* [EXERCISE BRIEF] The result should be the listing below, restated exactly, with its pictures left out.

* [RECORD SET]
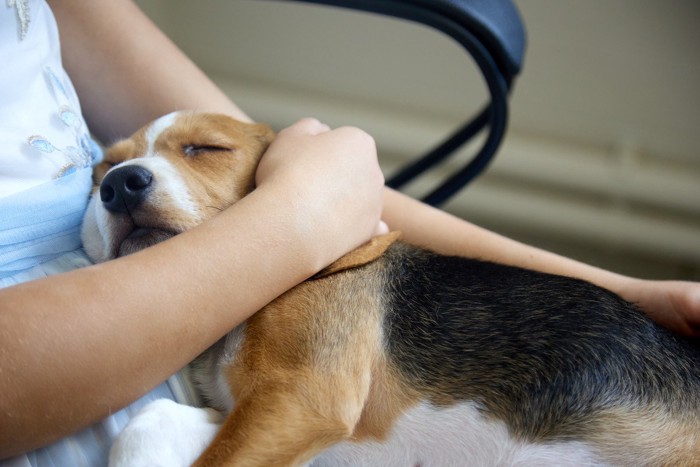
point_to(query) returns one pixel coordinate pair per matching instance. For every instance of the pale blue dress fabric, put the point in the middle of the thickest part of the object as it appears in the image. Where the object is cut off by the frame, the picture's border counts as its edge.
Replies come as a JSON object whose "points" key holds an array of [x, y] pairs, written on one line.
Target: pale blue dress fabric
{"points": [[40, 221]]}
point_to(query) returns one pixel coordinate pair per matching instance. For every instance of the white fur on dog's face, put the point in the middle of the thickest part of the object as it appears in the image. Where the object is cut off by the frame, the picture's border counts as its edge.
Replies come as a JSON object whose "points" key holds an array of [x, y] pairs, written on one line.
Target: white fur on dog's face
{"points": [[201, 164]]}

* [EXERCISE RESULT]
point_to(query) returns one pixel coordinate pair per matching instance. For every instance of the pale blue dress fabric, put the point in the middle of the thickest part of the object as it appears in the image. Where the object is cut off by the frame, the picture's border counts as its edge.
Replies come as a JSON object whose "points" key holds an array of [x, y] pairs, written on one line.
Target: pale blue dress fabric
{"points": [[40, 221]]}
point_to(query) returns one pixel coordinate pair per matching instance. For every instance of the white fur on dog's face, put the point in the middle of the thickest part of the object as it appears in the image. Where the object is cut off by the frame, the picture's border counts as its edge.
Replies come as a JSON object whose "points" key holds an array of [x, y] pairs, written on one line.
Target: white fur on dog's face
{"points": [[201, 164]]}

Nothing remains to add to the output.